___ PROVIDED TEXT
In Microorganisms, John Burnard wanted to show the hidden life of microscopic organisms in our lakes. By taking up the Flow Project, The Great Water Research Collaborative taught John a lot about aquatic life that was not visible to our eyes. Some of these organisms were invasive species from ballast water—water in the cargo holds of ships–that can cause a loss of biodiversity within the Great Lakes’ ecosystem. Dr. Matthew TenEyck removes unwanted organisms at a large scale. These organisms are observed at a land-based ballast testing facility. John wanted to show some of the microorganisms that Dr. Matthew TenEyck observes when he looks through the microscope.


John Burnard is a freshman at UW-Green Bay majoring in Design Arts. As a swimmer for UW-Green Bay, John has always been interested in the aquatic life present in our lakes and rivers, which drew him to this project. John also thought it was a fantastic opportunity to learn about aquatic life as well as creating an art piece.

ABOUT THE Water partner

Dr. Matt TenEyck earned his B.S. degree from University of Wisconsin-Superior and his M.S. degree from Oklahoma State University, Stillwater. TenEyeck earned his PhD while investigating the role of propagule pressure of zooplankton in ballast water discharge in the Water Resources Science program at the University of Minnesota-Duluth. Matt has been with the Lake Superior Research Institute for 19 years. Matt has served as principal investigator (PI) and Co-PI on several sediment and water-only toxicology studies, as well as aquatic invasive species related projects.
______
___ DATA RECORDS
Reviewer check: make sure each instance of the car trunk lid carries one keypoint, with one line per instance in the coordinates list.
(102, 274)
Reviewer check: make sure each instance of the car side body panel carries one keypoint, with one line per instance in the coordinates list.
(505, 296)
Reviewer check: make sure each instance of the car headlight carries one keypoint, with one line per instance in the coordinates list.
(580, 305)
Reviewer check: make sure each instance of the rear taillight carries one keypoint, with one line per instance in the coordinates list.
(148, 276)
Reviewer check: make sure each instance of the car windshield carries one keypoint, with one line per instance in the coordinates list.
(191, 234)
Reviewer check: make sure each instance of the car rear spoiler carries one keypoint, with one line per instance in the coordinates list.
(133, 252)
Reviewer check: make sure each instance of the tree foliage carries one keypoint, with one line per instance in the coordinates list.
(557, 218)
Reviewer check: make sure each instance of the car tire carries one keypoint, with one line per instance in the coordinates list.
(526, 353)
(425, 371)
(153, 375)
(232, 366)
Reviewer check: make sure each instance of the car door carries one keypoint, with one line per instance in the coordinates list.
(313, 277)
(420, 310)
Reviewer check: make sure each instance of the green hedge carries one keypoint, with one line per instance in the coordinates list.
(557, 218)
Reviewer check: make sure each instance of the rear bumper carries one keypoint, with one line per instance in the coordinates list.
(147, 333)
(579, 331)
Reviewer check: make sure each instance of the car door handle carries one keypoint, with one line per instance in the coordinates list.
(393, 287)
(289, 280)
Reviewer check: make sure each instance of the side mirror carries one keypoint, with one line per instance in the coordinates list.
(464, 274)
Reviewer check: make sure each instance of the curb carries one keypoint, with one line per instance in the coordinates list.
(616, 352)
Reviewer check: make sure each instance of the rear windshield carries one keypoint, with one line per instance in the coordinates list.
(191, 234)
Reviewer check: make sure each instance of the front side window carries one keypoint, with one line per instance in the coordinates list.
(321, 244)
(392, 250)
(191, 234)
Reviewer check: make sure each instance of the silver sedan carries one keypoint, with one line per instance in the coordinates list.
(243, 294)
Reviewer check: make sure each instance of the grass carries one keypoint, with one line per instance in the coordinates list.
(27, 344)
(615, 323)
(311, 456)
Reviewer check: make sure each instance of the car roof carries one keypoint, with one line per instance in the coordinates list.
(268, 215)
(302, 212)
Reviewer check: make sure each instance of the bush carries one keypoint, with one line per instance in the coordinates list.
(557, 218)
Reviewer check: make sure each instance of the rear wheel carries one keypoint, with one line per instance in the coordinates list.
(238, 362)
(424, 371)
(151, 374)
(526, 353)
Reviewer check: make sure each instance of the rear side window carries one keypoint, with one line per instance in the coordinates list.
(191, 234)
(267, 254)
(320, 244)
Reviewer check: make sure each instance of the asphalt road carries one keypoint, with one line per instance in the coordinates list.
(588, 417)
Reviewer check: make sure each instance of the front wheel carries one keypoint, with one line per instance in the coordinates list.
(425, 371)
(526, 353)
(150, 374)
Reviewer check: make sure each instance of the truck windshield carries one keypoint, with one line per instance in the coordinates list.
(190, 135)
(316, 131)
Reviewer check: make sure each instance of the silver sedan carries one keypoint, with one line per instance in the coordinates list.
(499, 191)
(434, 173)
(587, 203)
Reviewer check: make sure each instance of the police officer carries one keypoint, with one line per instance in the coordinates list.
______
WORK ITEM:
Rewrite everything in the microorganisms text from "Dr. Matt TenEyck" down to "species related projects.", switching "zooplankton" to "phytoplankton".

WRITTEN REPLY:
Dr. Matt TenEyck earned his B.S. degree from University of Wisconsin-Superior and his M.S. degree from Oklahoma State University, Stillwater. TenEyeck earned his PhD while investigating the role of propagule pressure of phytoplankton in ballast water discharge in the Water Resources Science program at the University of Minnesota-Duluth. Matt has been with the Lake Superior Research Institute for 19 years. Matt has served as principal investigator (PI) and Co-PI on several sediment and water-only toxicology studies, as well as aquatic invasive species related projects.